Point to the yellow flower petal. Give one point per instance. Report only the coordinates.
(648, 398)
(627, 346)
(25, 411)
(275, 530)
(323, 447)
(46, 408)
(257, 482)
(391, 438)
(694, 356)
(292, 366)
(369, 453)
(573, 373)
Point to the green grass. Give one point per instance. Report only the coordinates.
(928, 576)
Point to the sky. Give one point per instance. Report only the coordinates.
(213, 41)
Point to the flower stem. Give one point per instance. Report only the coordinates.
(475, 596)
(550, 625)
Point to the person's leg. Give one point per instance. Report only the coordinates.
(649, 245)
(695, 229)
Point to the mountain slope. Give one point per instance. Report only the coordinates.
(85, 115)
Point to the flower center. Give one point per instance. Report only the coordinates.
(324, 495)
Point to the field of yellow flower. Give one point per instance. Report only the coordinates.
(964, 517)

==

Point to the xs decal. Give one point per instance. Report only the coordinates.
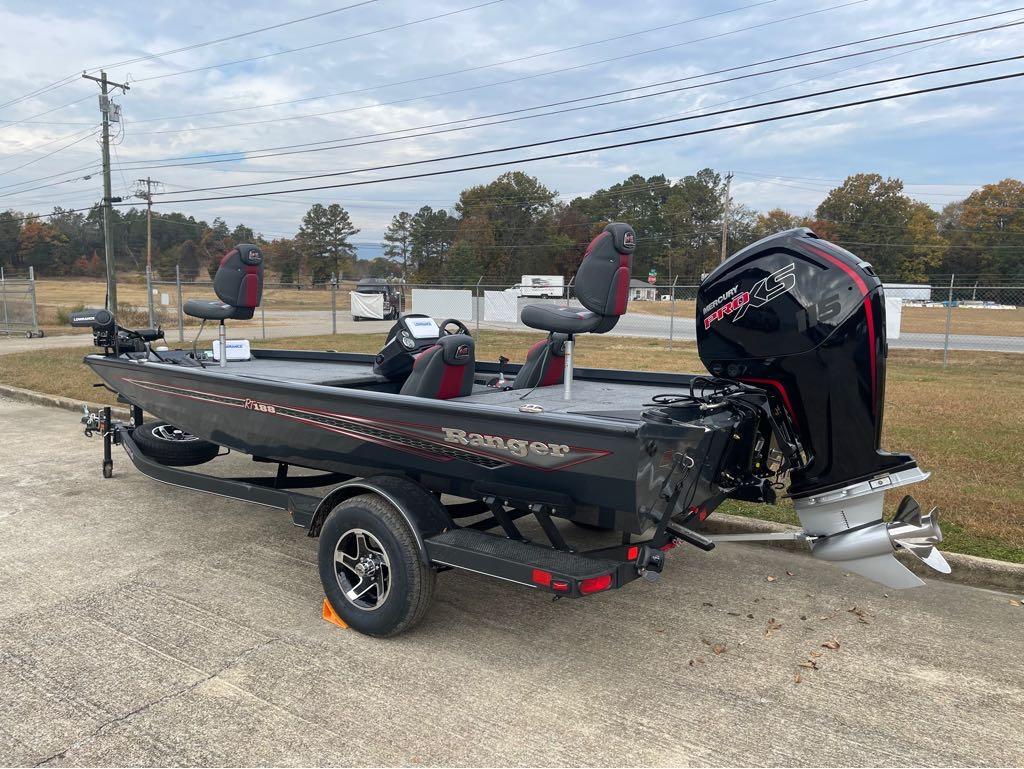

- PROBLEM DESCRIPTION
Pull out each line of the data that contains the word "only".

- TASK SOLUTION
Point to the yellow flower petal. Give one point per instance. Report only the coordinates.
Point to the green grass. Give one point per instance. Report only the coordinates.
Point to the sky. Give one point per instance. Report only the coordinates.
Point to the flower stem. Give one point per instance. Report only the coordinates.
Point to the person's leg. Give one point per instance. Report only the coordinates.
Point to the mountain slope. Give one point per instance. Report only the coordinates.
Point to the flower center. Give one point per instance. Report only the coordinates.
Point to the field of yellow flower. Give one point per instance. Report only the coordinates.
Point to the xs decal. Give one point per instance. Report only the coordinates.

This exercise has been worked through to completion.